◆ Task instructions ◆
In the entries below, find the line with "lookup stone retaining wall" and the line with "lookup white road marking". Reproduce those two lines and every line between them exactly, and nothing more.

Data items
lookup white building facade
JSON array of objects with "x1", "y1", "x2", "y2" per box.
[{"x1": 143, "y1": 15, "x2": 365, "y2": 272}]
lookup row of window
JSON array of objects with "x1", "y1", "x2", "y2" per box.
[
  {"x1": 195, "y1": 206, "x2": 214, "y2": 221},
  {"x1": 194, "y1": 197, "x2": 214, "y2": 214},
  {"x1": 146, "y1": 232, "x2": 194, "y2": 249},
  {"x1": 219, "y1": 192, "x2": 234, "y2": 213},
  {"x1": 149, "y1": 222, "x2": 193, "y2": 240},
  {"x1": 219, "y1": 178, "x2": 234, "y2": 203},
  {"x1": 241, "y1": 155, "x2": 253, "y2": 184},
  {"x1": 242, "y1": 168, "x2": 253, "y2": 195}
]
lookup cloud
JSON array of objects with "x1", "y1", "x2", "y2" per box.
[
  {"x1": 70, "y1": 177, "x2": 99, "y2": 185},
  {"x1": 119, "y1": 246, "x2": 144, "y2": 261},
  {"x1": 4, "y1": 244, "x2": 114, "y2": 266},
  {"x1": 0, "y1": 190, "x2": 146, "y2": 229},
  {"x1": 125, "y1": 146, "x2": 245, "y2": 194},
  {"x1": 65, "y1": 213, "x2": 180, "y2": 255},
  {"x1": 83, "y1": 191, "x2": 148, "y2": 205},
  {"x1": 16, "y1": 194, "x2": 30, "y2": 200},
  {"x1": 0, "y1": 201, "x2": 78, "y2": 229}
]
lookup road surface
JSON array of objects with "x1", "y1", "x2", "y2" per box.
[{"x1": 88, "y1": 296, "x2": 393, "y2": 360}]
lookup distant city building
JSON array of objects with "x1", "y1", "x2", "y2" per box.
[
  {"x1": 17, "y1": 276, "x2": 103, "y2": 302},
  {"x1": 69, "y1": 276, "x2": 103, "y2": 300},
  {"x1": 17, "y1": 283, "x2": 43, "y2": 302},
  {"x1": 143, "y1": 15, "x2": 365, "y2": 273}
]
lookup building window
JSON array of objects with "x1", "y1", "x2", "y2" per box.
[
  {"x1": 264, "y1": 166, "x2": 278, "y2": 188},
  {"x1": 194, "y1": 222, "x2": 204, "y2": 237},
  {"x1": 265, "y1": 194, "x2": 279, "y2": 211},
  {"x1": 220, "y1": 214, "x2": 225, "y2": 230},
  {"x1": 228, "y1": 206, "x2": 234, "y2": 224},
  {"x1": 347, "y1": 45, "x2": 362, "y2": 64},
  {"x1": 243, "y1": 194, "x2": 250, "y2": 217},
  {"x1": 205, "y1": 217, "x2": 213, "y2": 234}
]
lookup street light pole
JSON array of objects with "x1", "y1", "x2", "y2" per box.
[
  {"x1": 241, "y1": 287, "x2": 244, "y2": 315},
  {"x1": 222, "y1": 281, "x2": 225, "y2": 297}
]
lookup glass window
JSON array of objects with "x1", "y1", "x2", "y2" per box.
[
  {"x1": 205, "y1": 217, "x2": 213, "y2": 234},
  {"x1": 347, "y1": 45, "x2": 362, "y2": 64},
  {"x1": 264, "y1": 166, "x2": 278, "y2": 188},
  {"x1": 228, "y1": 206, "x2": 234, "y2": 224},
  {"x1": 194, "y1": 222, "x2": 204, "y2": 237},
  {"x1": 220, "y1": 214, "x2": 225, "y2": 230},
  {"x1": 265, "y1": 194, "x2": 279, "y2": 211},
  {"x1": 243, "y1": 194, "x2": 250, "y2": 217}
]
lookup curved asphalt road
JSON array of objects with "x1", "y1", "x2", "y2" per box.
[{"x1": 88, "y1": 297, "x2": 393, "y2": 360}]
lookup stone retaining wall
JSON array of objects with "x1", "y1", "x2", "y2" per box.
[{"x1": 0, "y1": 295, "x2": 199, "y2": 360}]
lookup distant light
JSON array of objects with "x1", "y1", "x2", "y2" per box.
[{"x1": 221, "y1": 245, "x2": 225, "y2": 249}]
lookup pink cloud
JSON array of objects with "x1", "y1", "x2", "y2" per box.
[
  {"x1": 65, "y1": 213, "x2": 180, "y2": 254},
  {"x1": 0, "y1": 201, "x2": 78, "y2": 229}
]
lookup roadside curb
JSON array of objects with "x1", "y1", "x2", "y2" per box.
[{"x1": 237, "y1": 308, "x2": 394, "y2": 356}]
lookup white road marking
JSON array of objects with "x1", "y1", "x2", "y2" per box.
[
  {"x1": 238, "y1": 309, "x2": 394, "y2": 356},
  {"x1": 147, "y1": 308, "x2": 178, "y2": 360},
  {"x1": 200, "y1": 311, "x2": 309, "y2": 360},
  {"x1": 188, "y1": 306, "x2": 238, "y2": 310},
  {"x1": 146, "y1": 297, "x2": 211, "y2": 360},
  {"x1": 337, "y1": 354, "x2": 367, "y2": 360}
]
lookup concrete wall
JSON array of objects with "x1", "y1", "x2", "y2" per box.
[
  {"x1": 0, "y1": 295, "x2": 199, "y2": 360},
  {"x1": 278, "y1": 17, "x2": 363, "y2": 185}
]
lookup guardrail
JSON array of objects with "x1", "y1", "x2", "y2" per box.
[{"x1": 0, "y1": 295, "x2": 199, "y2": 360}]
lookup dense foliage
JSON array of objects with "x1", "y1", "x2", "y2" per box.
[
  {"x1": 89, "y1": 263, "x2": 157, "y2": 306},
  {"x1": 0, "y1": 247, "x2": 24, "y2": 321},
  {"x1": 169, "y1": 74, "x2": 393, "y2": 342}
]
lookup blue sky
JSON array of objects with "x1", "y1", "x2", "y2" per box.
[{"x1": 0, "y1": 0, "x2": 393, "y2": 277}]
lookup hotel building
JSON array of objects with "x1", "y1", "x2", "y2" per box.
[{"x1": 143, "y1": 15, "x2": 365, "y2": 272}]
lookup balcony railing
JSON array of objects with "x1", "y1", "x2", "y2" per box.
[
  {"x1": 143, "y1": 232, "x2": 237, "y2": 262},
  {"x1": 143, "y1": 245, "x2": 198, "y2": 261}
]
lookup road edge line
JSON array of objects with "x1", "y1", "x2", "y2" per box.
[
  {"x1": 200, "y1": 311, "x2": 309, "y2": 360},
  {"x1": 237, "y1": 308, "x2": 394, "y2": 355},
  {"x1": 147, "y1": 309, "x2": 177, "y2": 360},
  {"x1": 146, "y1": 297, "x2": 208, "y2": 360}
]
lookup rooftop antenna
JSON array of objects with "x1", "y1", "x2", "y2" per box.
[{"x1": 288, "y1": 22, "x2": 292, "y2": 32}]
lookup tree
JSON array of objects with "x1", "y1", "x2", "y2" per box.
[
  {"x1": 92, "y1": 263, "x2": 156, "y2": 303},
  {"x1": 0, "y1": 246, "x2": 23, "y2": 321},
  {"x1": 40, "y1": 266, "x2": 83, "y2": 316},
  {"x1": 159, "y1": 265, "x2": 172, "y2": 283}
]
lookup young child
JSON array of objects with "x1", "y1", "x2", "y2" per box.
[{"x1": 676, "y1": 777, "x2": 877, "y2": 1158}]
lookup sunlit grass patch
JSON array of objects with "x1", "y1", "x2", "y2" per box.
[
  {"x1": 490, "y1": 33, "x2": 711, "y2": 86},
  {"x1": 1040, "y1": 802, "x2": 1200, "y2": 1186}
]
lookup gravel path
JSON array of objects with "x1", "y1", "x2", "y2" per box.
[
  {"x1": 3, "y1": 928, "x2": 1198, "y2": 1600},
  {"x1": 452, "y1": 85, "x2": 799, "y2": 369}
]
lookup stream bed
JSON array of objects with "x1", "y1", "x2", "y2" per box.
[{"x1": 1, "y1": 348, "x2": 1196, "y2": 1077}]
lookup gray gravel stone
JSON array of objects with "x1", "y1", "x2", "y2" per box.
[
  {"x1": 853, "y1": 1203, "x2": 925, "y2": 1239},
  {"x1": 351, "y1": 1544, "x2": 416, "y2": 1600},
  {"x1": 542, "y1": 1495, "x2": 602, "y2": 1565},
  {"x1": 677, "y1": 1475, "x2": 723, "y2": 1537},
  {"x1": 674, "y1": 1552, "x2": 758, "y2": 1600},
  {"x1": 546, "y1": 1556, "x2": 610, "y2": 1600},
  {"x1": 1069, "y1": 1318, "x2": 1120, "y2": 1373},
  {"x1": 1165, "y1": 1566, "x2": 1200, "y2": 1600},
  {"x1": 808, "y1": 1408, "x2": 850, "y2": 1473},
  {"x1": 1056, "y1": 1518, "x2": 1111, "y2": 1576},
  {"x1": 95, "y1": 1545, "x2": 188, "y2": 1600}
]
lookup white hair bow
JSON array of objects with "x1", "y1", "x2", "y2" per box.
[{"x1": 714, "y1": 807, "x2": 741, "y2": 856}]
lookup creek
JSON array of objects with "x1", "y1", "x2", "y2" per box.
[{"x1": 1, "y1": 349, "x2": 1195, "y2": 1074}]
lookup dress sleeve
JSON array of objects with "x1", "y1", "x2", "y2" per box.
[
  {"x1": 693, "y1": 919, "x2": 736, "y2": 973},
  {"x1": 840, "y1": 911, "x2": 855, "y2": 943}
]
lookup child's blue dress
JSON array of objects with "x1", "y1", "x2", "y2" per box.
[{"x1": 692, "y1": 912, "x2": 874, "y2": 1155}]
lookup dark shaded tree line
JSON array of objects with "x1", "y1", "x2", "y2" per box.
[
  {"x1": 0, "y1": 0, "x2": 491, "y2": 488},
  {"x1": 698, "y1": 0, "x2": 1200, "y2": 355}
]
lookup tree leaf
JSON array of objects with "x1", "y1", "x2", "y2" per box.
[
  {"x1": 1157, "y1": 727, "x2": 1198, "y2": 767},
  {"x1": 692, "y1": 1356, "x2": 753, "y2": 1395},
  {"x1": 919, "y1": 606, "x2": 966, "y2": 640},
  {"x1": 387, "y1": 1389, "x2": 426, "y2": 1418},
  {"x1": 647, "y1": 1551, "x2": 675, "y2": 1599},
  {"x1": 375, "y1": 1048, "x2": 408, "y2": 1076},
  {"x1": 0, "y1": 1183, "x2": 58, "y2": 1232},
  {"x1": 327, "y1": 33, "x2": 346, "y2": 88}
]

◆ Exercise result ◆
lookup stone retaining wall
JSON array of objects with "x1", "y1", "x2", "y2" per box.
[{"x1": 0, "y1": 295, "x2": 199, "y2": 360}]
lookup distant light
JSON array of objects with "x1", "y1", "x2", "y2" per box.
[{"x1": 221, "y1": 245, "x2": 225, "y2": 249}]
lookup pink cloud
JSON array of objects with "x1", "y1", "x2", "y2" per box.
[
  {"x1": 65, "y1": 213, "x2": 180, "y2": 254},
  {"x1": 0, "y1": 201, "x2": 78, "y2": 229}
]
lookup roadside curb
JSON array of objects with "x1", "y1", "x2", "y2" per box.
[{"x1": 237, "y1": 308, "x2": 394, "y2": 356}]
lookup white road marking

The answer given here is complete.